Written problem
Transcribe every one of the entries below word for word, keeping each line and each set of coordinates unchanged.

+++ Stored rows

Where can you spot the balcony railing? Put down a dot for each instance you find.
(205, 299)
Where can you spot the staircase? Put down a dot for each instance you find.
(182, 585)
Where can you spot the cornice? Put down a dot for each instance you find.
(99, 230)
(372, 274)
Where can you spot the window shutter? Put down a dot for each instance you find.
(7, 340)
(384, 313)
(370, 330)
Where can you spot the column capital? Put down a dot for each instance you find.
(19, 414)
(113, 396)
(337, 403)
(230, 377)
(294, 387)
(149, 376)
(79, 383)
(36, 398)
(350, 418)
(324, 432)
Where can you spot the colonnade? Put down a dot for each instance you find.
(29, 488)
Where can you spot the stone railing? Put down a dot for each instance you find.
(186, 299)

++++++

Output for this exercise
Where can you spot the balcony railing? Put down a dot for each instance you find.
(205, 299)
Where can you spot the staircase? Put down a dot for each instance you find.
(182, 585)
Where can you spot the cornice? Put down a dot for each instance you find.
(99, 230)
(372, 274)
Where can you spot the window shutter? Put down a dot for each instance you find.
(7, 340)
(384, 313)
(370, 330)
Where can you spot the column capital? Put down a dot for each instance you find.
(19, 414)
(113, 396)
(337, 403)
(230, 377)
(294, 387)
(149, 376)
(79, 383)
(36, 398)
(350, 418)
(324, 432)
Where can you spot the colonnade? Put down a dot for each instance you find.
(29, 488)
Where can you spot the stone railing? Put down a dot for each instance you find.
(186, 299)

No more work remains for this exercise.